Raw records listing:
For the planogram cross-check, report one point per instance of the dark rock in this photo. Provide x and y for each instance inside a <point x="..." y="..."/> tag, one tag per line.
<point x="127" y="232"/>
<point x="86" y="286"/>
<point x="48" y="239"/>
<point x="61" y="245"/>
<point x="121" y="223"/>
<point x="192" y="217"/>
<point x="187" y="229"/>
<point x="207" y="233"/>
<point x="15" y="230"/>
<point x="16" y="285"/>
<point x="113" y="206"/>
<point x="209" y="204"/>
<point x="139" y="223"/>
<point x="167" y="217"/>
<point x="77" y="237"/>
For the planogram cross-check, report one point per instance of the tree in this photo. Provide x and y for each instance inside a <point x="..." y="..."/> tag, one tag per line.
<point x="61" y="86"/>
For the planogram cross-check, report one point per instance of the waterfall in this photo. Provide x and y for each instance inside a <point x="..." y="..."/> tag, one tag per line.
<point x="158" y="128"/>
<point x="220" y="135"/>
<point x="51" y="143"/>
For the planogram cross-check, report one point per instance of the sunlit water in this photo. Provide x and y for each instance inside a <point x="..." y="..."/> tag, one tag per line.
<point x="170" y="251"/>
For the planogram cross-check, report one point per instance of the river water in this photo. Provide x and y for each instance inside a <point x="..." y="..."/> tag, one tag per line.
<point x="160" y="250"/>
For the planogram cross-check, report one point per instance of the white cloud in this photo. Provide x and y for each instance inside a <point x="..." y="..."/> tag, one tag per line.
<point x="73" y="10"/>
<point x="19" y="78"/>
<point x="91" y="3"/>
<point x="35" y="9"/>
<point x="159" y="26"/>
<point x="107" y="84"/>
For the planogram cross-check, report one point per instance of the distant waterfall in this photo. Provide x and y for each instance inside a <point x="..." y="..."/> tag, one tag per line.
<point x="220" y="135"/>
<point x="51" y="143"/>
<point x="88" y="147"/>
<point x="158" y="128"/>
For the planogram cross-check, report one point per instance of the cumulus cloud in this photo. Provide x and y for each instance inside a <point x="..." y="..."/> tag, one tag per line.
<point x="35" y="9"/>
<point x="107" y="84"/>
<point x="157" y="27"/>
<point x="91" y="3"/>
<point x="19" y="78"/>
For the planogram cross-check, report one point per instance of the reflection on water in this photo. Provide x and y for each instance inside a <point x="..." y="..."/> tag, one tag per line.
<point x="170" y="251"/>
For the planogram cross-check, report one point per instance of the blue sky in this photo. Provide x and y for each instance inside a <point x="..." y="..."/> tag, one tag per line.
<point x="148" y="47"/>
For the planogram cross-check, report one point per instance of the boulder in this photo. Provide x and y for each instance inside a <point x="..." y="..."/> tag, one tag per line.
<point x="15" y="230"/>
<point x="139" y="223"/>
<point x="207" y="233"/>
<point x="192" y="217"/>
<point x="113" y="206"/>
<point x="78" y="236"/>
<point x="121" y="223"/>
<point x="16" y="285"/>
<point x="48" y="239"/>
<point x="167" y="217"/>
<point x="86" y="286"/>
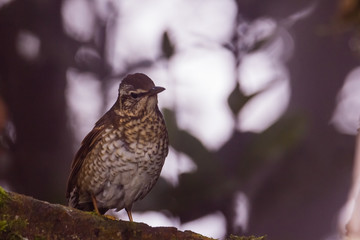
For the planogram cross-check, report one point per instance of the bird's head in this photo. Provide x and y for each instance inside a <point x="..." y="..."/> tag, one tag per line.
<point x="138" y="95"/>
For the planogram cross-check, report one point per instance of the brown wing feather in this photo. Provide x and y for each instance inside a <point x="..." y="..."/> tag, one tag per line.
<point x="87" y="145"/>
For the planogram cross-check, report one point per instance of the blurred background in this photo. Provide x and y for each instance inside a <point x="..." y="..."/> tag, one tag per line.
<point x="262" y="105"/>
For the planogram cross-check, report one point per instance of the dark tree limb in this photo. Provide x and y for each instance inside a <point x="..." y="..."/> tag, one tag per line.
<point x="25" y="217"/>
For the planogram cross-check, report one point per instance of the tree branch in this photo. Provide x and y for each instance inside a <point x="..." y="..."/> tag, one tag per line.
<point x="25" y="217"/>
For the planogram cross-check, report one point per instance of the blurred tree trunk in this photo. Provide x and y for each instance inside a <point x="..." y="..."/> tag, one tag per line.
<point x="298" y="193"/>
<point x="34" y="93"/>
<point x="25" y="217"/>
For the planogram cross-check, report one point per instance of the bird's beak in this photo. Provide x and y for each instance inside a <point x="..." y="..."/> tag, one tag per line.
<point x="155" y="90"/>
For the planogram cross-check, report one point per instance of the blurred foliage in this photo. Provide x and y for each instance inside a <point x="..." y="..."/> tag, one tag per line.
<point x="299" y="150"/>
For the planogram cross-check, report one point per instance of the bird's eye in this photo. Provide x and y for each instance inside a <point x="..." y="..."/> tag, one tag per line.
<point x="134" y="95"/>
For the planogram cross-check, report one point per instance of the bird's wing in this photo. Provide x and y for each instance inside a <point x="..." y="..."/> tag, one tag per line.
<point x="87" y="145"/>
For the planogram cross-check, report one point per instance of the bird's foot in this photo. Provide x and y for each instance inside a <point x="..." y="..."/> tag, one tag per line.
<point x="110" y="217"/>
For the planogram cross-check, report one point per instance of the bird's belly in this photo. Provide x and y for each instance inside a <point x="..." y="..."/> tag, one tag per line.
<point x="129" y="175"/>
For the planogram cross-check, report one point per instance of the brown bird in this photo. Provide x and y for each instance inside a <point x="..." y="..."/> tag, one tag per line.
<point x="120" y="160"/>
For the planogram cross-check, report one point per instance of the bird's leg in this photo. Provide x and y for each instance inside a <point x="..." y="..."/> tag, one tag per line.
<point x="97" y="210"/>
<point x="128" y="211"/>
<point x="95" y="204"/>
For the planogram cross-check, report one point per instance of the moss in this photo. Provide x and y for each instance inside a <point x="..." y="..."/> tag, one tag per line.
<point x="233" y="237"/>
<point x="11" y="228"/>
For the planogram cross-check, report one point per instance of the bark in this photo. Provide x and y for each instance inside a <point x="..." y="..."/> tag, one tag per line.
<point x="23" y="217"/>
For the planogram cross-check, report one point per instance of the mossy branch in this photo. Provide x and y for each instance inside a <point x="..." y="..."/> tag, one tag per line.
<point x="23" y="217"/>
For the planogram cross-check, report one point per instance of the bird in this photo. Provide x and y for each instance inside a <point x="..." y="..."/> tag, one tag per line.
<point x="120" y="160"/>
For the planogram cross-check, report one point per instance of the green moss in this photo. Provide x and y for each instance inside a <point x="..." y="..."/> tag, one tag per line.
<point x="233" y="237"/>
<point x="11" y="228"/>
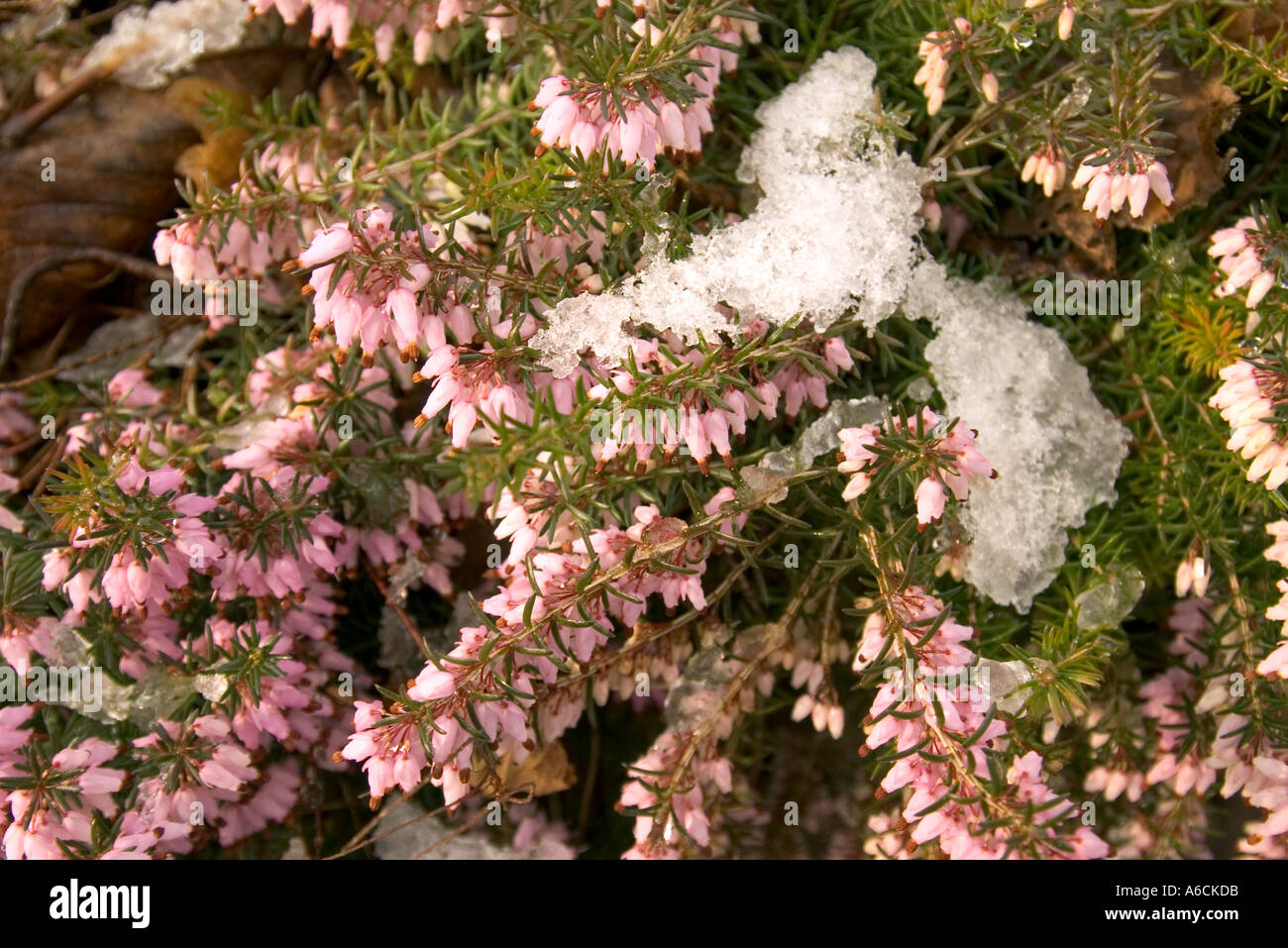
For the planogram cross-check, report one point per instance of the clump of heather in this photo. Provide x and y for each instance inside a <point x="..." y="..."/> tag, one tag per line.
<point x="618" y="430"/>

==

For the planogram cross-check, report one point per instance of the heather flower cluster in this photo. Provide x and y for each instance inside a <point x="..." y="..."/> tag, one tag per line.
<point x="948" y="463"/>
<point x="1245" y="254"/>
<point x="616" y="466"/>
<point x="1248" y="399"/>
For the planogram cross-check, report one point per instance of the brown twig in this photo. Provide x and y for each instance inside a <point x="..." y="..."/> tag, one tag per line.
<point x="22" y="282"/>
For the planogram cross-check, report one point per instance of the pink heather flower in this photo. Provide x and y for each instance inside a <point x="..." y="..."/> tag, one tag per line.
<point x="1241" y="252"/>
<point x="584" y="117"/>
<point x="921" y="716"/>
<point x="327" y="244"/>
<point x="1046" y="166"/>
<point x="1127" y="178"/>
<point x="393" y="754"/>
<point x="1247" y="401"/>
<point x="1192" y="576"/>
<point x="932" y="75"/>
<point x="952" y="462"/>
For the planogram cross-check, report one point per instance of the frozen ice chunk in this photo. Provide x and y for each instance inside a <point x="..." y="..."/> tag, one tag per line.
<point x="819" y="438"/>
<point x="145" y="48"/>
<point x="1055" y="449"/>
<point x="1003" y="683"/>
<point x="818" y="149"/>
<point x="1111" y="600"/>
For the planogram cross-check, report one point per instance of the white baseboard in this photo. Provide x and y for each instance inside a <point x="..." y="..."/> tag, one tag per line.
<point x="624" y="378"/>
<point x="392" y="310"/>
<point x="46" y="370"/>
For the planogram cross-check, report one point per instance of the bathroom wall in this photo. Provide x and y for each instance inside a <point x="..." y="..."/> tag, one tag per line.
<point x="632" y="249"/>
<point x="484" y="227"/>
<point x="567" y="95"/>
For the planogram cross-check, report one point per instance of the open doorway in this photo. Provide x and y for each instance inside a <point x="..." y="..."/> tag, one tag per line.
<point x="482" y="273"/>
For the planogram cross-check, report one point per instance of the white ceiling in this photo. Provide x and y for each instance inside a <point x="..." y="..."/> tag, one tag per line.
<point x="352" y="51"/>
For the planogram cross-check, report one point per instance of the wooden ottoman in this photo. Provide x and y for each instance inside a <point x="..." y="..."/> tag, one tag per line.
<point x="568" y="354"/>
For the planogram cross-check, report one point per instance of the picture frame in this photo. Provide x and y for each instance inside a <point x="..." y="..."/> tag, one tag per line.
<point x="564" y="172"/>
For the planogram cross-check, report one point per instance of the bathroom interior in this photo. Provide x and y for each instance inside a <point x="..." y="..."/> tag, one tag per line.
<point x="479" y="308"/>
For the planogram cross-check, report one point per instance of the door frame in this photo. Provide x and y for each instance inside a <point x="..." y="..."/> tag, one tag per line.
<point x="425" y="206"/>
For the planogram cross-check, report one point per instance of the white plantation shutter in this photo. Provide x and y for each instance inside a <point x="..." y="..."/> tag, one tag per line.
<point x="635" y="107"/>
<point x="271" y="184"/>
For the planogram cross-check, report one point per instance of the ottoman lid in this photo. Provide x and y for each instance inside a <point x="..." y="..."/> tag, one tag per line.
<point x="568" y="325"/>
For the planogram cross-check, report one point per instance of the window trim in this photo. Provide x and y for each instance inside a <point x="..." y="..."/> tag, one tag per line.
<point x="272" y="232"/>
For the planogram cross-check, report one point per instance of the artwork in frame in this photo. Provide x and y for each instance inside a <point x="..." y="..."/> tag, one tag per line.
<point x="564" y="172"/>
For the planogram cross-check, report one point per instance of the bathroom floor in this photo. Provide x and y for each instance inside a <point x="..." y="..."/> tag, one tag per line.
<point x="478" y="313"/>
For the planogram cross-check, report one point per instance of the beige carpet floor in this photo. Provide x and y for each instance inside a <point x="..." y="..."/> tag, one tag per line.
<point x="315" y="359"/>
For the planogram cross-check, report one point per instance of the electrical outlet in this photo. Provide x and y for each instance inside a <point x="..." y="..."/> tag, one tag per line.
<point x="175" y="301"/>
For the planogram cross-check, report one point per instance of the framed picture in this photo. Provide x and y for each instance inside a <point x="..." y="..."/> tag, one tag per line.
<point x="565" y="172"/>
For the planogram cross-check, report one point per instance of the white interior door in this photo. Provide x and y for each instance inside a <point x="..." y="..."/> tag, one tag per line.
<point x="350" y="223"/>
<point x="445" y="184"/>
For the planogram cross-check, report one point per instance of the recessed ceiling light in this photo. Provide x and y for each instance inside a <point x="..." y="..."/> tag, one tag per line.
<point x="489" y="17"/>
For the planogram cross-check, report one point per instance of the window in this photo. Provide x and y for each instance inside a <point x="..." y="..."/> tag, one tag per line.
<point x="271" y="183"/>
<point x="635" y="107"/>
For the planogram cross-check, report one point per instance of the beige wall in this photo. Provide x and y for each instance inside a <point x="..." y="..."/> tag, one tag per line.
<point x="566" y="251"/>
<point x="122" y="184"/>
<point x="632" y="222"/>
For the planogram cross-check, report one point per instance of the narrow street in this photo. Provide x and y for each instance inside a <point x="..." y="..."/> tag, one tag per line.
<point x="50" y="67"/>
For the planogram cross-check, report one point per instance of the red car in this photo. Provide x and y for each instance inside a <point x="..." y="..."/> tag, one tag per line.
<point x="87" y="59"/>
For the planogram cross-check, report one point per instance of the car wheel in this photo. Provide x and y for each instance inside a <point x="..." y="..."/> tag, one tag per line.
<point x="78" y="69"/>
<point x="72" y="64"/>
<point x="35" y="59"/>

* * *

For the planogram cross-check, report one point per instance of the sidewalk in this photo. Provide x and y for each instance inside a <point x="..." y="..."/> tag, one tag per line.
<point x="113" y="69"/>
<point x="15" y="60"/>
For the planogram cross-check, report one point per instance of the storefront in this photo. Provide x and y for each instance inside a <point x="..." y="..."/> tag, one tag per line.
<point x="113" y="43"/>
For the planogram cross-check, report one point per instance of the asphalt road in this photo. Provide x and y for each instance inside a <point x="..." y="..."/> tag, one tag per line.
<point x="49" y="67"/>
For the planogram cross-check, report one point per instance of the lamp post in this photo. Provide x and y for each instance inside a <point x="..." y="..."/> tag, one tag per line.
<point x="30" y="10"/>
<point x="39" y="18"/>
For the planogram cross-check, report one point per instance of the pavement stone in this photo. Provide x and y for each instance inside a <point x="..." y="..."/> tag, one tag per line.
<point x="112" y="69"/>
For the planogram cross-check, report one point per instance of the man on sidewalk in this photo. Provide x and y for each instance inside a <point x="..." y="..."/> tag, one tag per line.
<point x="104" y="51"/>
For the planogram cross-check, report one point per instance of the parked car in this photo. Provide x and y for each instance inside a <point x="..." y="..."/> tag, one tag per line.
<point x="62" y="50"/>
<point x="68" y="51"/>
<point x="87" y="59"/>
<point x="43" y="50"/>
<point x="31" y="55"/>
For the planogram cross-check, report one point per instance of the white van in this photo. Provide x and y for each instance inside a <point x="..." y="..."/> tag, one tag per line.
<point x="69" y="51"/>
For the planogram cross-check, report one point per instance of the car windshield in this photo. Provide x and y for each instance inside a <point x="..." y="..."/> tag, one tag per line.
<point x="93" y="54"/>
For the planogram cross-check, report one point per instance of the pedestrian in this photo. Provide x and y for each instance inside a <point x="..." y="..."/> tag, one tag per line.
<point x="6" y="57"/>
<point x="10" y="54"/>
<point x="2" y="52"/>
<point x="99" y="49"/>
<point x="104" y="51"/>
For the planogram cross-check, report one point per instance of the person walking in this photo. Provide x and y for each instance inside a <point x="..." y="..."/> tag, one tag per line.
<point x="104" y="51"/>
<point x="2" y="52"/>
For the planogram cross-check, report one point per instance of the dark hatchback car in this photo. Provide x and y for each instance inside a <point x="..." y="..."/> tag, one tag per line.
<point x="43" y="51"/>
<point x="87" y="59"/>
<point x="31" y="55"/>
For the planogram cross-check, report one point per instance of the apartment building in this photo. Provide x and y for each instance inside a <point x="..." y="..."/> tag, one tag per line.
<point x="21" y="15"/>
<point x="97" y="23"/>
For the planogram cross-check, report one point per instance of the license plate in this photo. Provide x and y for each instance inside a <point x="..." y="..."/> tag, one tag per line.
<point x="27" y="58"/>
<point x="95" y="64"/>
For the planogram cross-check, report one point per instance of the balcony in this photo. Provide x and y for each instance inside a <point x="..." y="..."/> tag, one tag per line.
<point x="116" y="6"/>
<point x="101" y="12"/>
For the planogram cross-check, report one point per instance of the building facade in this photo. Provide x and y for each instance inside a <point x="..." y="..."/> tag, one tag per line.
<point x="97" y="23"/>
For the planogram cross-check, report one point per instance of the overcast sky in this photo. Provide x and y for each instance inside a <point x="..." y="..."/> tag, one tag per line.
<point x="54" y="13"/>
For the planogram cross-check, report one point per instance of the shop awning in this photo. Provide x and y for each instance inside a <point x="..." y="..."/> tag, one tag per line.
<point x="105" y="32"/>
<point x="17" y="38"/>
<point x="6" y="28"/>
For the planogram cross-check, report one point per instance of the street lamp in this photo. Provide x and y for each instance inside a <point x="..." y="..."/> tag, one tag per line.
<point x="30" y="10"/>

• Task requirements:
Which lines in the listing above contain the word "ceiling"? Gather each one and copy it out in full.

• Complete output:
For the planogram cross-check, report one point per instance of the white ceiling in this photo. Provide x and y for each instance inside a <point x="..." y="..."/> tag, one tag per line.
For the planogram cross-check, report one point per instance of the recessed ceiling light in this photo. Provide x and y for each instance inside a <point x="..." y="..."/> tag, one tag per line.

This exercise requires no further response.